İnternet ve sansürün yoğun bir biçimde tartışıldığı şu günlerde Fatih Üniversitesi’nde düzenlenen ‘İnternetin Diğer Yüzü’ seminerinde, internet kullanımında çocukların uğradığı zararlar ve bu zararlardan korunma yöntemleri anlatıldı.
Dün Fatih Üniversitesi’nin Büyükçekmece’deki kampusunda gerçekleşen seminerde Doç. Dr. Caner Yenidünya interneti düzenleyen yasalar konusunda bilgiler verdi. Pedagog Adem Güneş interneti kullanan çocukların kendilerini kontrol edemediğini belirterek çocukları internetten araştırmaya yönlendirmenin yanlış olduğunu söyleyerek, bir takı çözüm önerilerinde bulundu.
Yrd. Doç. Dr. Yakup Çetin, öğrenme zorluğuna neden olan zihin kirliliğinin öncelikli nedenleri arasında müstehcen içerikler, şiddet oyunlar olduğuna değindi.
Doç. Dr. Osman Tolga Arıcak ise ‘siber zorbalık’ hakkında bilgi verdi ve Türkiye’de yapılan bir araştırmada siber zorbalığın yaygınlığına dikkat çekti.

========================

Görevler:
- a) Seminer haberinde "Dün Fatih Üniversitesi’nin" sözlerini içeren kısımla açılıp "çözüm önerilerinde bulundu." ile kapanan bölümü hiç değiştirmeden yeniden yazın.
- b) Seminer haberine göre seminer, Fatih Üniversitesi'nin hangi ilçedeki kampusunda yapıldı?
- c) Seminer haberini kaldığı yerden sürdürün.
Kayıtların bu metinle hiçbir ilgisi yoktur.

Kayıtlar:
========================

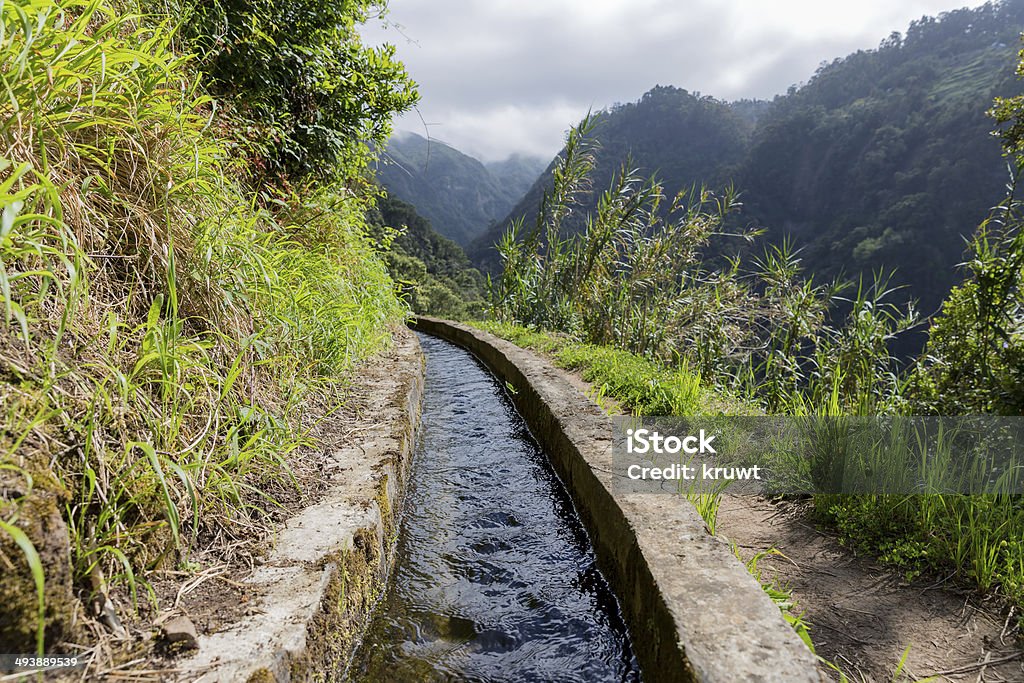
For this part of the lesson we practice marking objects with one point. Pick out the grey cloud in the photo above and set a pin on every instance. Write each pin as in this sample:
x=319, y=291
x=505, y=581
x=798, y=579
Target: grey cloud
x=499, y=76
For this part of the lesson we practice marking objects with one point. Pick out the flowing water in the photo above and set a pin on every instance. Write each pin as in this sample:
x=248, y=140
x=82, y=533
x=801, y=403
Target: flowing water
x=495, y=578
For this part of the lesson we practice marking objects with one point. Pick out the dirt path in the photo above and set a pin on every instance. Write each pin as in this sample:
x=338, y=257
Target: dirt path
x=864, y=615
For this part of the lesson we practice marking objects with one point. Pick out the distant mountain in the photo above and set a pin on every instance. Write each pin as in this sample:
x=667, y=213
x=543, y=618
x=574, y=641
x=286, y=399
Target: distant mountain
x=684, y=137
x=432, y=272
x=457, y=194
x=884, y=159
x=517, y=173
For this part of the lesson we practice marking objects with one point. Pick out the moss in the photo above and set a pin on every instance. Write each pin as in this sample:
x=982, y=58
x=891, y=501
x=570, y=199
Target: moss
x=261, y=676
x=346, y=609
x=36, y=510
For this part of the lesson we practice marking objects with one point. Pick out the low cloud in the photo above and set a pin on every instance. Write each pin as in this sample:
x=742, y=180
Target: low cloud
x=503, y=76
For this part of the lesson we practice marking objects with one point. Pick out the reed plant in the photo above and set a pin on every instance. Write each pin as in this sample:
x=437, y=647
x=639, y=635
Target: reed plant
x=168, y=330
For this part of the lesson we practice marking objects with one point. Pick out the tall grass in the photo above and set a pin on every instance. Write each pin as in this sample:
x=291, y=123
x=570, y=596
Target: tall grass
x=166, y=328
x=645, y=276
x=648, y=274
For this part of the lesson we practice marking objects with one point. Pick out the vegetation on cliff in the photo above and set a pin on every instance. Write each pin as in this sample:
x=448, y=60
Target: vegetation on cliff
x=184, y=274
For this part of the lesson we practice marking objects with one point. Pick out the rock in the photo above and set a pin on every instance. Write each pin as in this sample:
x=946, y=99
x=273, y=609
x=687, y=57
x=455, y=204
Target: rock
x=180, y=634
x=37, y=513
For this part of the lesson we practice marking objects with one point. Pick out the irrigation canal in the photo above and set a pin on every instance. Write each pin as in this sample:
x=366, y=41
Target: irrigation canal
x=495, y=578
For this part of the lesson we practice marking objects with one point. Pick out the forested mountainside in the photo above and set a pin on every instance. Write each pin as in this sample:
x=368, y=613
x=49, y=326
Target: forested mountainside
x=433, y=273
x=884, y=159
x=460, y=196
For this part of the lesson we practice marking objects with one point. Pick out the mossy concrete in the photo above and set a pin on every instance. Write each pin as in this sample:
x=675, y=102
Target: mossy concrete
x=693, y=611
x=330, y=562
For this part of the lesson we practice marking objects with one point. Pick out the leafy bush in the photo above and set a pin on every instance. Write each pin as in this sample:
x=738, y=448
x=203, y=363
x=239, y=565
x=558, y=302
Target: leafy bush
x=637, y=279
x=165, y=334
x=311, y=94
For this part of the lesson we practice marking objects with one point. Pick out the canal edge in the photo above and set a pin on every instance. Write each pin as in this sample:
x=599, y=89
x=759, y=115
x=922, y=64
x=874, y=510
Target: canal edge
x=317, y=588
x=693, y=611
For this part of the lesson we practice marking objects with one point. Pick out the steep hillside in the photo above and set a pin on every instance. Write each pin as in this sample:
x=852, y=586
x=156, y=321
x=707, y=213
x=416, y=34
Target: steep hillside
x=883, y=160
x=459, y=195
x=434, y=275
x=685, y=138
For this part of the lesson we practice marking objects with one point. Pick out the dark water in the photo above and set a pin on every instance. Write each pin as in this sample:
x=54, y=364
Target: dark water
x=495, y=580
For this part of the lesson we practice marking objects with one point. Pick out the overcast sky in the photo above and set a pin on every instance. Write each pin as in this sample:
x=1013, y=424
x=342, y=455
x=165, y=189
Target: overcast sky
x=504, y=76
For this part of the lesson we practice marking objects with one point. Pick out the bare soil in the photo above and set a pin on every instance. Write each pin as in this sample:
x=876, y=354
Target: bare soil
x=863, y=615
x=213, y=596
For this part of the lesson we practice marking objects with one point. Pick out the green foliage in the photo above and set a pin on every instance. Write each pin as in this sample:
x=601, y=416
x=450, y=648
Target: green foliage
x=433, y=274
x=881, y=162
x=974, y=361
x=637, y=279
x=459, y=195
x=310, y=93
x=686, y=138
x=641, y=385
x=165, y=334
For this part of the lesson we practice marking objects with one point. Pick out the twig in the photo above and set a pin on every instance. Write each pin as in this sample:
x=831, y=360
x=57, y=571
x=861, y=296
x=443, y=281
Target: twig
x=967, y=669
x=984, y=666
x=843, y=633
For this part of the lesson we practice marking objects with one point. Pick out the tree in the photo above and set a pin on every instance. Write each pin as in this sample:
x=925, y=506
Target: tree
x=313, y=95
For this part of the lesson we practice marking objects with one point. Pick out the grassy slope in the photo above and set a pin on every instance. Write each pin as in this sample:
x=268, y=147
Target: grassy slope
x=977, y=538
x=164, y=333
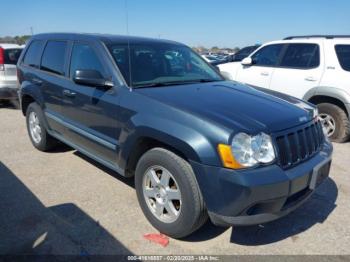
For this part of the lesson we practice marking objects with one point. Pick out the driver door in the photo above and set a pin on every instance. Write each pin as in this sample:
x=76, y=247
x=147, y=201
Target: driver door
x=259, y=73
x=90, y=113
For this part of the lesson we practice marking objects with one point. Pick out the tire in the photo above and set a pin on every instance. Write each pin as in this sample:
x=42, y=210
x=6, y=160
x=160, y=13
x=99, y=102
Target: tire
x=192, y=212
x=46, y=142
x=342, y=124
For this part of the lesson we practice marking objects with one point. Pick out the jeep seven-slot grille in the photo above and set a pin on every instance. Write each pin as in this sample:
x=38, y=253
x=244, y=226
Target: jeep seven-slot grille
x=299, y=145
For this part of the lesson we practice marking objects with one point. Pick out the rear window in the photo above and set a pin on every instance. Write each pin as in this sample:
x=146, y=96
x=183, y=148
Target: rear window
x=267, y=55
x=343, y=53
x=32, y=57
x=11, y=55
x=54, y=57
x=301, y=56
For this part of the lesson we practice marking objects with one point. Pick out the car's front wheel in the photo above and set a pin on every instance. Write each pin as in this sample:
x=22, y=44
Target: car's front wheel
x=38, y=134
x=168, y=193
x=335, y=122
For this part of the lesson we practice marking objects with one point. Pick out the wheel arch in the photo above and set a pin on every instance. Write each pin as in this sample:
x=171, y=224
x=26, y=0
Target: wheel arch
x=185, y=142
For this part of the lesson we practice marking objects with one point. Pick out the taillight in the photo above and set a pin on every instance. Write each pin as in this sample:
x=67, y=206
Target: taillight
x=2, y=59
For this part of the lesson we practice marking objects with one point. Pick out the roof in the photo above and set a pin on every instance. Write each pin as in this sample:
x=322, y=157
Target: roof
x=107, y=38
x=9, y=46
x=317, y=36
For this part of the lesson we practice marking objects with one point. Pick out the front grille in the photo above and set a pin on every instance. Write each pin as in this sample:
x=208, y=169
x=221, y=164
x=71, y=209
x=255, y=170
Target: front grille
x=299, y=145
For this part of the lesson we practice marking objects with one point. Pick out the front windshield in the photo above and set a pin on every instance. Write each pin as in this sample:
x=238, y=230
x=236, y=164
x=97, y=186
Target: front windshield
x=161, y=64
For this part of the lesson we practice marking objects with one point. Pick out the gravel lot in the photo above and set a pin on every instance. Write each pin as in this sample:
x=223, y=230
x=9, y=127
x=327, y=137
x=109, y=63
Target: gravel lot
x=64, y=203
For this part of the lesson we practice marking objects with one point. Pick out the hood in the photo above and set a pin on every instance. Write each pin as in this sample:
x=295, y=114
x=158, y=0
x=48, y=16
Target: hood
x=234, y=105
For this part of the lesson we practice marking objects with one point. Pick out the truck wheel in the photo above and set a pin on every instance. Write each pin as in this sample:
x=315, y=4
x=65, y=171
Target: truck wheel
x=168, y=193
x=39, y=137
x=335, y=121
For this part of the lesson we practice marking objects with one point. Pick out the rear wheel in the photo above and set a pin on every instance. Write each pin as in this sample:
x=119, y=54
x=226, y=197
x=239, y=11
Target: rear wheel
x=39, y=137
x=168, y=193
x=335, y=122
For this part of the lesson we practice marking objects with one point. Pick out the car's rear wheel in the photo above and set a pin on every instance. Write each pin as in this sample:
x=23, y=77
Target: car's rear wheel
x=168, y=193
x=36, y=129
x=335, y=122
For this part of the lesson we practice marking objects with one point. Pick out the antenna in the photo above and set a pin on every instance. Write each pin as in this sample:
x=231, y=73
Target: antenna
x=128, y=37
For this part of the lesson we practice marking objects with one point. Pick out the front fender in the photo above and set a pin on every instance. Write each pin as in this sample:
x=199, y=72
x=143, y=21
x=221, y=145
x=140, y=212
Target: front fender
x=191, y=143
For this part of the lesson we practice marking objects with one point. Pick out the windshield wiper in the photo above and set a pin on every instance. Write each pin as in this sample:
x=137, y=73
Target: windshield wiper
x=160, y=84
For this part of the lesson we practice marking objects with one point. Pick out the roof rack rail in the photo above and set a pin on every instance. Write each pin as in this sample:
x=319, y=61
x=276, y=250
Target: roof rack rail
x=317, y=36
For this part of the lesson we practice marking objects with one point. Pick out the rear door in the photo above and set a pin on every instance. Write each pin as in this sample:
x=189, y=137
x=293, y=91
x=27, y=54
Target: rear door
x=52, y=78
x=264, y=62
x=300, y=69
x=89, y=112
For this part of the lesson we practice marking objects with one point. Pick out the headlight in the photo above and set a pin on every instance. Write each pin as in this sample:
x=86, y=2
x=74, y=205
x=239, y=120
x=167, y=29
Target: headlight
x=251, y=150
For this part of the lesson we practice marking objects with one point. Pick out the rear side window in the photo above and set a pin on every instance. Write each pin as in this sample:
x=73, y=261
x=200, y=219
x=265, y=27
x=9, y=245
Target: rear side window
x=54, y=57
x=11, y=56
x=301, y=56
x=33, y=54
x=343, y=53
x=84, y=58
x=268, y=55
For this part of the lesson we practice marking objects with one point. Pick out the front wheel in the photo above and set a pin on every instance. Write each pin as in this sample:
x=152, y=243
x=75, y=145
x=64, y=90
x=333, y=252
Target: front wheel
x=335, y=122
x=38, y=134
x=168, y=193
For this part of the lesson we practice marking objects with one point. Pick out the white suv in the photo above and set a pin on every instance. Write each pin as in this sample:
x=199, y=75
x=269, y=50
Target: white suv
x=9, y=54
x=313, y=68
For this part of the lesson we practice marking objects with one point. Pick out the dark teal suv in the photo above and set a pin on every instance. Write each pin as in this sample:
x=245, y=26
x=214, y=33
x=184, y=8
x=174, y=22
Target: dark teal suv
x=154, y=110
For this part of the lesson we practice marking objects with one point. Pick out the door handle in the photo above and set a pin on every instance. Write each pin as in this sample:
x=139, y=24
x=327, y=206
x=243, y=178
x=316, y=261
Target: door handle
x=36, y=81
x=68, y=93
x=310, y=78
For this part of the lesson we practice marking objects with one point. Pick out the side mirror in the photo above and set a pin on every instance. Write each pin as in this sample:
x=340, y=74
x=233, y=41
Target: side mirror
x=91, y=78
x=217, y=69
x=247, y=61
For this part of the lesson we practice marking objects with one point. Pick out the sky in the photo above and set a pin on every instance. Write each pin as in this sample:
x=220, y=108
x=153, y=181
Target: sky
x=223, y=23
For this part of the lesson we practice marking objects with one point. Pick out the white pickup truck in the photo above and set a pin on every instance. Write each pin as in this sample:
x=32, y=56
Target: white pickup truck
x=313, y=68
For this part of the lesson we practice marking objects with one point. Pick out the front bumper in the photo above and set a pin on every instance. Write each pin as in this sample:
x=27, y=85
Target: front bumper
x=260, y=195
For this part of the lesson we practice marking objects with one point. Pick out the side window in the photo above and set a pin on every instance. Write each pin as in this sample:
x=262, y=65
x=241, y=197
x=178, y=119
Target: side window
x=268, y=55
x=84, y=58
x=303, y=56
x=54, y=57
x=343, y=53
x=33, y=54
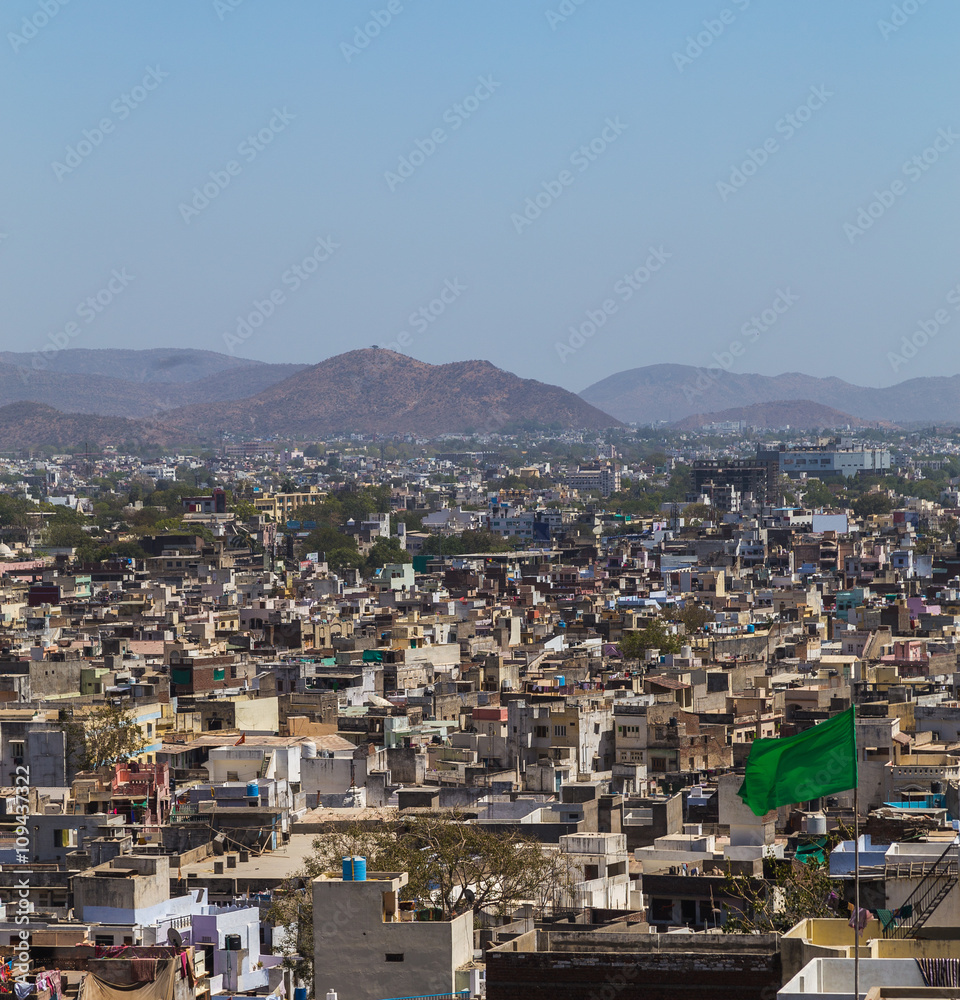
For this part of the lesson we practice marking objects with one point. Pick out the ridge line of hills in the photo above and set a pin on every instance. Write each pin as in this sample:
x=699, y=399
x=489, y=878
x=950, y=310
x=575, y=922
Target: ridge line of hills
x=164, y=395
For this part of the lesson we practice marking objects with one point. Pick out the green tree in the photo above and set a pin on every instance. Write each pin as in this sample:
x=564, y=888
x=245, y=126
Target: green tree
x=791, y=891
x=652, y=636
x=451, y=864
x=106, y=735
x=817, y=494
x=386, y=550
x=872, y=503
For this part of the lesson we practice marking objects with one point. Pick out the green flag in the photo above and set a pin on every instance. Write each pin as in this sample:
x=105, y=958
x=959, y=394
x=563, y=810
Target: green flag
x=817, y=762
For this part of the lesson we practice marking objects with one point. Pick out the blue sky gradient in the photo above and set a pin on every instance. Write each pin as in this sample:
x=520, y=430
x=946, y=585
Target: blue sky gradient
x=870, y=85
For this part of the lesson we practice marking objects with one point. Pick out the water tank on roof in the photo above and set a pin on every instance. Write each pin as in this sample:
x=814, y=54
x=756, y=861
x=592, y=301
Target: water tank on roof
x=355, y=869
x=816, y=824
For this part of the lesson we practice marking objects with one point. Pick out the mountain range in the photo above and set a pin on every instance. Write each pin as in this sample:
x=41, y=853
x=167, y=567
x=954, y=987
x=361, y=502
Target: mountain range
x=672, y=392
x=118, y=397
x=167, y=395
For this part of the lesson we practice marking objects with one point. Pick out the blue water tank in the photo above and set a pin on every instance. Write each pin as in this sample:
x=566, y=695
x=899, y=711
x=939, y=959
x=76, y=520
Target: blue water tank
x=355, y=869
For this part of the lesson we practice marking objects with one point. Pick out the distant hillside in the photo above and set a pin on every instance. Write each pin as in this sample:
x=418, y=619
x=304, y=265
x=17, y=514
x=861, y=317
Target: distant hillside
x=673, y=392
x=134, y=387
x=379, y=392
x=34, y=425
x=160, y=364
x=800, y=414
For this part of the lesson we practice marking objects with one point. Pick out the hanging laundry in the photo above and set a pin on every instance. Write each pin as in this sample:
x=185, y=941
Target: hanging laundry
x=859, y=919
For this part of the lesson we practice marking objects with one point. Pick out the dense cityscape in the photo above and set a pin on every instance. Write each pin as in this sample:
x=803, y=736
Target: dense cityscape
x=478, y=707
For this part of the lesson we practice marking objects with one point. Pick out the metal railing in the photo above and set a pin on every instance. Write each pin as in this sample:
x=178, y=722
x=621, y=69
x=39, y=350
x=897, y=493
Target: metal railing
x=934, y=887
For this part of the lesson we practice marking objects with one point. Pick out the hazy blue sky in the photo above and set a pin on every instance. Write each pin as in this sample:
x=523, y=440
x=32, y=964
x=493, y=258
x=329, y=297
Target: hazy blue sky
x=516, y=87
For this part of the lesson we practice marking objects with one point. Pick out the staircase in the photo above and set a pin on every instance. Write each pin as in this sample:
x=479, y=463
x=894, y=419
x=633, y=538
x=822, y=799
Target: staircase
x=933, y=889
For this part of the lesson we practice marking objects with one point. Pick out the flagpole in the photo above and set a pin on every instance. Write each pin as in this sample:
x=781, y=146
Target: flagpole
x=856, y=867
x=856, y=890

========================

Yanıtlar:
- a)
Dün Fatih Üniversitesi’nin Büyükçekmece’deki kampusunda gerçekleşen seminerde Doç. Dr. Caner Yenidünya interneti düzenleyen yasalar konusunda bilgiler verdi. Pedagog Adem Güneş interneti kullanan çocukların kendilerini kontrol edemediğini belirterek çocukları internetten araştırmaya yönlendirmenin yanlış olduğunu söyleyerek, bir takı çözüm önerilerinde bulundu.

- b) Büyükçekmece'deki kampusunda.

- c)
İNTERNET HUKUKU
Marmara Üniversitesi Hukuk Fakültesi Öğretim Üyesi Doç. Dr. Caner Yenidünya, internet ve ceza hukuku konusunda bilgiler verdi. 5651 sayılı kanunun internet ortamında yapılan yayınları düzenlediğini belirten Yenidünya, internet ortamında yapılan faaliyetlerin zaman zaman diğer kanunlar kapsamına girdiğini ve bu kapsamda kararlar verildiğini de hatırlattı. Özellikle yayın durdurma ve yayından kaldırma kararlarının medeni kanun ve anayasaya dayandırıldığını belirten Yenidünya, bu yönde alınmış mahkeme kararlarından örnekler verdi.

VAHŞİ REYTİNG KAYGISI
Doç. Dr. Caner Yenidünya ‘vahşi reyting’ kaygısı nedeniyle özellikle cinsel istismar suçlarında mağdurların basın tarafından da mağdur ettiğini belirterek, internette içeriğin çok hızlı yayıldığını ve düzeltmenin çok zor olduğuna değindi. Doç. Yenidünya, internetin bir özgürlük alanı olduğunu ancak bunun da sınırları bulunduğunu belirterek, başkasının haklarına saygı gösterilmesi gerektiğini belirtti.

SUÇ NEREDE İŞLENDİ
Marmara Üniversitesi Öğretim Üyesi Doç. Dr. Caner Yenidünya, internette işlenen suçlarla ilgili bir karmaşa olduğunu söyleyerek, yurt dışında kurulan siteler ve işlenen suçlar için Türkiye’yi ilgilendiren bir durumda ve suçun bir kısmının Türkiye’de olması durumunda cezai sorumluluğun başladığını söyledi.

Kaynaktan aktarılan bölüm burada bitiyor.